FIG. 1 to FIG. 3, FIG. 7, and FIG. 8 illustrate constructions where the electrically-conductive film of a pixel electrode 2 and an auxiliary electrode 4 do not overlap each other. However, as shown in FIG. 9, the auxiliary electrode 4 may include portions 4 c which overlap the electrically-conductive film of the pixel electrode 2, and the region where each portion 4 c overlaps the pixel electrode 2 may be used as a portion of a storage capacitor.

Embodiment 2

With reference to FIG. 10 to FIG. 12, the structure of a liquid crystal display device 200 according to the present embodiment will be described. FIG. 10 is an upper plan view schematically showing a region corresponding to one pixel of the liquid crystal display device 200. FIG. 11 and FIG. 12 are cross-sectional views taken along line 11A-11A′ and line 12A-12A′ in FIG. 10, respectively.

As shown in FIG. 10 to FIG. 12, the liquid crystal display device 200 includes auxiliary electrodes 4 which are made of the same film as the semiconductor layer 12 of the thin film transistors 1, and therefore is able to stably perform orientation control with an oblique electric field, and suppress decrease in light transmittance while suppressing increase in the number of steps.

[Region segmentation data]
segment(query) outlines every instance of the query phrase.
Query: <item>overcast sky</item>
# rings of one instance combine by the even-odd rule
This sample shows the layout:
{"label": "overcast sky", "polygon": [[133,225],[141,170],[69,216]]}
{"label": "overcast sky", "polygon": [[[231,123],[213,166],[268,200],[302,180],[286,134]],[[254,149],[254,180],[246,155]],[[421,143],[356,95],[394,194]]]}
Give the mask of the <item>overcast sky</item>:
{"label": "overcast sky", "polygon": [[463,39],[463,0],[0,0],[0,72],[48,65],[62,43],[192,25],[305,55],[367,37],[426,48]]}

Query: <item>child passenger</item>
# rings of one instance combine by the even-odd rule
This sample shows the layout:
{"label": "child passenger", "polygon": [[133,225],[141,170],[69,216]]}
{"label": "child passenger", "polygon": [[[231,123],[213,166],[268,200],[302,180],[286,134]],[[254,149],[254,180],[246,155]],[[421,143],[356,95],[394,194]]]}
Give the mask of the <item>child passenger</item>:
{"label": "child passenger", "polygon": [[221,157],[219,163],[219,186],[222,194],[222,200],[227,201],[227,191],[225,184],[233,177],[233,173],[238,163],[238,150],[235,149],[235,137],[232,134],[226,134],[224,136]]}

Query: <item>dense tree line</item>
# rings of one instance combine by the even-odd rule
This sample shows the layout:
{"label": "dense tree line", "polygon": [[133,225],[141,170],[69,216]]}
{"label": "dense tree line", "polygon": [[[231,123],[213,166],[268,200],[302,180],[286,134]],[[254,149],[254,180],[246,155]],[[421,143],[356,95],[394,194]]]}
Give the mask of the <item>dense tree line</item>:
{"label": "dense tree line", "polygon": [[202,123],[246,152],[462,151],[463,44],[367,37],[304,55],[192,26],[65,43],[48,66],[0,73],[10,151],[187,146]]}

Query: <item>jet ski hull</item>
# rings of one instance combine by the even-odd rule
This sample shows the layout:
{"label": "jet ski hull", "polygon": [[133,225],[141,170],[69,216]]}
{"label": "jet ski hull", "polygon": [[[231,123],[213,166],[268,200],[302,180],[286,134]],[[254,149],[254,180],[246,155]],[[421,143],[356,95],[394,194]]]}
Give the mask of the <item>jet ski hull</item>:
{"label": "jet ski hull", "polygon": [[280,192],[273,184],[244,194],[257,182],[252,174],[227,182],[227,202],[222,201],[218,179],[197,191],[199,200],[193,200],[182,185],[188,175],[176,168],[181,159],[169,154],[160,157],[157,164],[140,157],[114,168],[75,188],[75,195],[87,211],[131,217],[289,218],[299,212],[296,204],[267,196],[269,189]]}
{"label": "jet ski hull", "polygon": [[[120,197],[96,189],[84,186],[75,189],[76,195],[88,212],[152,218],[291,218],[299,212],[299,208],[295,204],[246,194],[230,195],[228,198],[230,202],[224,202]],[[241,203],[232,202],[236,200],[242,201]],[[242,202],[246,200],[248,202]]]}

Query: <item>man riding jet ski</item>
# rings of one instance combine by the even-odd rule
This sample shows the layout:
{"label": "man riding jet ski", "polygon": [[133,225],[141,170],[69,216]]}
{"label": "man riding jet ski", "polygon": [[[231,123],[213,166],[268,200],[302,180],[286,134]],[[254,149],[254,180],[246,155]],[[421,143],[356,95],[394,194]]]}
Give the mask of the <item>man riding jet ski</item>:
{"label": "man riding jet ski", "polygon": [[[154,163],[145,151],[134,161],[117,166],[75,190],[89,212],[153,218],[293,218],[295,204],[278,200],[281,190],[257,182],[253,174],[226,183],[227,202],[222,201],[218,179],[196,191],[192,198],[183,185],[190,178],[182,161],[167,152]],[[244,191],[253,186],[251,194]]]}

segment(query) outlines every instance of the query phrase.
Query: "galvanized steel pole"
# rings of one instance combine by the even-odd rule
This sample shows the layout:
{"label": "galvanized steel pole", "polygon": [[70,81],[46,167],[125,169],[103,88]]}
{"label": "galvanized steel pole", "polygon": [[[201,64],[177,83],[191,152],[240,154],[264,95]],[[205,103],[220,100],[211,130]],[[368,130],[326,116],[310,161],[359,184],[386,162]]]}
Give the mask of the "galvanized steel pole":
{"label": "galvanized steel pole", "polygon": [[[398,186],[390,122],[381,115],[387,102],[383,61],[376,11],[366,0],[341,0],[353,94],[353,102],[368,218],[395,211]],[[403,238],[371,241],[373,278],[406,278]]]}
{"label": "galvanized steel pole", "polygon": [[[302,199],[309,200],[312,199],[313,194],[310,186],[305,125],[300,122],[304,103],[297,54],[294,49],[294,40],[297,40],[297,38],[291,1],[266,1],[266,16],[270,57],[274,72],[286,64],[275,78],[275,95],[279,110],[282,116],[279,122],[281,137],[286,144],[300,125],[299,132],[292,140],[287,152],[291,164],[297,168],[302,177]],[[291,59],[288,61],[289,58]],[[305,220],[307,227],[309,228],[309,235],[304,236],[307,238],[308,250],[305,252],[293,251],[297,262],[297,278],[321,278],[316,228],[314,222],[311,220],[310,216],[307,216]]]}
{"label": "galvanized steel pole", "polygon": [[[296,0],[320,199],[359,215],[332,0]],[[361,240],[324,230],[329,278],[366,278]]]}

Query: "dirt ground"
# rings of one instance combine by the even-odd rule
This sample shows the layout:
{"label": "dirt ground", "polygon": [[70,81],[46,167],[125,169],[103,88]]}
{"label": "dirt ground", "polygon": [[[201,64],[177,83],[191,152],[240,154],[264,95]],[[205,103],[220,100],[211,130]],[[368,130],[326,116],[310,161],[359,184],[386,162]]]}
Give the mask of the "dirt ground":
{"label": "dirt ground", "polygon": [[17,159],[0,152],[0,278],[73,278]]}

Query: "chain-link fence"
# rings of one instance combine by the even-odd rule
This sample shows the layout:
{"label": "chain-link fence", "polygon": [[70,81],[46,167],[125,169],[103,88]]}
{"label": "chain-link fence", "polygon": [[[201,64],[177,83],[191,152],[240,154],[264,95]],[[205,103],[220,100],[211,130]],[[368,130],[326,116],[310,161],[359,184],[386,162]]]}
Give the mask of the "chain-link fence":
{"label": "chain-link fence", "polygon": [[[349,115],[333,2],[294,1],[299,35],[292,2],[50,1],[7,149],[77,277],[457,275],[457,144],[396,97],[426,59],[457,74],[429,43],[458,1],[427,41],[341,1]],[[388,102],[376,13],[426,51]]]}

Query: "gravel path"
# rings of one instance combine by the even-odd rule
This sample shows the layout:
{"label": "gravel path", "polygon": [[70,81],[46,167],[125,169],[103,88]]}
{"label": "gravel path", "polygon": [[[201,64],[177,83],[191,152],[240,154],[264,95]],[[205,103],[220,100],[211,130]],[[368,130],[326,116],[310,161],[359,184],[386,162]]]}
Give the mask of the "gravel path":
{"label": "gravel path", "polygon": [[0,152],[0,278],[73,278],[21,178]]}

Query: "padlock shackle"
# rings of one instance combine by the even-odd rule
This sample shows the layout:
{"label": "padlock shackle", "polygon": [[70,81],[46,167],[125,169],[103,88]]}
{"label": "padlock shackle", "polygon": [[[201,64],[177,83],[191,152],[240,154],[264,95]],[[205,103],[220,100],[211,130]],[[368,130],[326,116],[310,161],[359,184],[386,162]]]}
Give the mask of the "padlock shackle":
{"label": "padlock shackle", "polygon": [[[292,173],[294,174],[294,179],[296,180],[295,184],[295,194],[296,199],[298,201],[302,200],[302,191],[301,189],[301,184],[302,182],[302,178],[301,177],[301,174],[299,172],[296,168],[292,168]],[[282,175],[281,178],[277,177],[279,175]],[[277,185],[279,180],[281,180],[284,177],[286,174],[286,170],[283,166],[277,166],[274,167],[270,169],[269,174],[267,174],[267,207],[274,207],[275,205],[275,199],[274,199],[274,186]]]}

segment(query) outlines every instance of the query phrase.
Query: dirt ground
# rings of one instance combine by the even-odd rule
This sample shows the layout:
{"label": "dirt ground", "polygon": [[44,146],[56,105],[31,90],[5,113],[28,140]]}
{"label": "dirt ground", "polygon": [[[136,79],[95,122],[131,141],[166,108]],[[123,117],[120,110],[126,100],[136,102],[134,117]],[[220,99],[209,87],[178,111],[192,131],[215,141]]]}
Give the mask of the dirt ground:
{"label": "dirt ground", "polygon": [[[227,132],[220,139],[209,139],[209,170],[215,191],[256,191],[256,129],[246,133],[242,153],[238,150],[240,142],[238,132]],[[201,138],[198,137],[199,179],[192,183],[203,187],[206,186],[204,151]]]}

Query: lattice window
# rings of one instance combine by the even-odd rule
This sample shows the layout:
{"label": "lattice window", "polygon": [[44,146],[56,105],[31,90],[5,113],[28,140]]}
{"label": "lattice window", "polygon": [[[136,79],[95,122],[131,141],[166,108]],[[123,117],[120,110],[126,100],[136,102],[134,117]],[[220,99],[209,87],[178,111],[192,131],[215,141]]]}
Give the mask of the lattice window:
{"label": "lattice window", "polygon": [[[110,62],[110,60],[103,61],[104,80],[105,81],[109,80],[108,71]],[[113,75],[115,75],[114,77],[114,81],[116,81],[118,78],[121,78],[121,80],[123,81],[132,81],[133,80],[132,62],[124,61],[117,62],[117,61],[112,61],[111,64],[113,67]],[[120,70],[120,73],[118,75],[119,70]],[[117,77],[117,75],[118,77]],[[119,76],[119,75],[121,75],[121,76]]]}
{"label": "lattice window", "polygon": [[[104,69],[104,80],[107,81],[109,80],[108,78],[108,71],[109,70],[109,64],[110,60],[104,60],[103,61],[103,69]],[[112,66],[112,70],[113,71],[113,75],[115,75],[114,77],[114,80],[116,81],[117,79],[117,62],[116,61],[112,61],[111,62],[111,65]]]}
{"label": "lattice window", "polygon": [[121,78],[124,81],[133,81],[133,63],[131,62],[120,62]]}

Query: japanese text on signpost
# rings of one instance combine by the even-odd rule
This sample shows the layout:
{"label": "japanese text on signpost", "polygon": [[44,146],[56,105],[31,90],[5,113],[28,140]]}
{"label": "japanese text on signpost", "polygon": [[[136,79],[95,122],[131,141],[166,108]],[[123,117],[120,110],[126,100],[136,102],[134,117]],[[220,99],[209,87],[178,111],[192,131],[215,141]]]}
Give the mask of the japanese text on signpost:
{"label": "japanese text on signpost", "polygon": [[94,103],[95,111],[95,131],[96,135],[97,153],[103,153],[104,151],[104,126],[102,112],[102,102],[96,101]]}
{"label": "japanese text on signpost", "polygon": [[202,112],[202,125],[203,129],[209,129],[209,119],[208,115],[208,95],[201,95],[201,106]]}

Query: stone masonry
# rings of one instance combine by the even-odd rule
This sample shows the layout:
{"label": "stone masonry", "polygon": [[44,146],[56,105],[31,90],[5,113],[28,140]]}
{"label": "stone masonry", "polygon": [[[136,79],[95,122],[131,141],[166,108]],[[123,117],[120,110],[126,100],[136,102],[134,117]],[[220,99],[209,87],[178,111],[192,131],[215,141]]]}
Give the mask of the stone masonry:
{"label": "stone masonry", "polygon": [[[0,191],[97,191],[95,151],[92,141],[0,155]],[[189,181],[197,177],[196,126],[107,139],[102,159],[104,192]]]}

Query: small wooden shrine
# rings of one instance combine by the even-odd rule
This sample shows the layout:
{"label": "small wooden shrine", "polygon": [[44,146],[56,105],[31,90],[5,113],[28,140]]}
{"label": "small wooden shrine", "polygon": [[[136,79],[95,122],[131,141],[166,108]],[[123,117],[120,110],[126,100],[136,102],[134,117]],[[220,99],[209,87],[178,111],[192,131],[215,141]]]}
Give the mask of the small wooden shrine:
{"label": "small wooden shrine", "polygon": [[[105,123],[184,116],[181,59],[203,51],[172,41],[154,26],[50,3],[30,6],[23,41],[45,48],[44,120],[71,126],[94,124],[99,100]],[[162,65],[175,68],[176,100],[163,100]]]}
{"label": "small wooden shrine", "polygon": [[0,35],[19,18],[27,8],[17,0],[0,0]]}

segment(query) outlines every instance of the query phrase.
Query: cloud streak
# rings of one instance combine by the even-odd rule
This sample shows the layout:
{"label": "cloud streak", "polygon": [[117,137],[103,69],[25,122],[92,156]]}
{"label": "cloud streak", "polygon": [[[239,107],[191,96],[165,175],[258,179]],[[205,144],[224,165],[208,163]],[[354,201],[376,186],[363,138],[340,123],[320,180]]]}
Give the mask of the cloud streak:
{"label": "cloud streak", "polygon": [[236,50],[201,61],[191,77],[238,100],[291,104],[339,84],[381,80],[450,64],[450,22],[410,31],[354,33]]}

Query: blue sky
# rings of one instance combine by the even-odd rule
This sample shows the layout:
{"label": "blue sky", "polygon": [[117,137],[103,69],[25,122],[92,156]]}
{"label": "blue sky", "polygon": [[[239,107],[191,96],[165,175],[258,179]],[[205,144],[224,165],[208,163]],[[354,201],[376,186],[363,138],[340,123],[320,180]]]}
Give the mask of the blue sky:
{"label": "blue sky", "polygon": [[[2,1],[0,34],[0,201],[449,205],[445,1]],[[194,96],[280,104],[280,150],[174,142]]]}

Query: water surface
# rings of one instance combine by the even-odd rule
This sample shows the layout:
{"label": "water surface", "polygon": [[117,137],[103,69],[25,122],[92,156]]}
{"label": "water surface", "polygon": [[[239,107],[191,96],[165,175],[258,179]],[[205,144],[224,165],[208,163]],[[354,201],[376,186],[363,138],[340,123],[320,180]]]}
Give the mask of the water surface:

### What you are asked to do
Answer these questions about the liquid crystal display text:
(a) Which figure shows portions 4 c of the auxiliary electrode overlapping the electrically-conductive film of the pixel electrode?
(b) What do FIG. 11 and FIG. 12 show?
(c) In Embodiment 2, the auxiliary electrodes are made of the same film as which layer?

### Task output
(a) FIG. 9.
(b) Cross-sectional views taken along line 11A-11A′ and line 12A-12A′ in FIG. 10, respectively.
(c) The semiconductor layer 12 of the thin film transistors 1.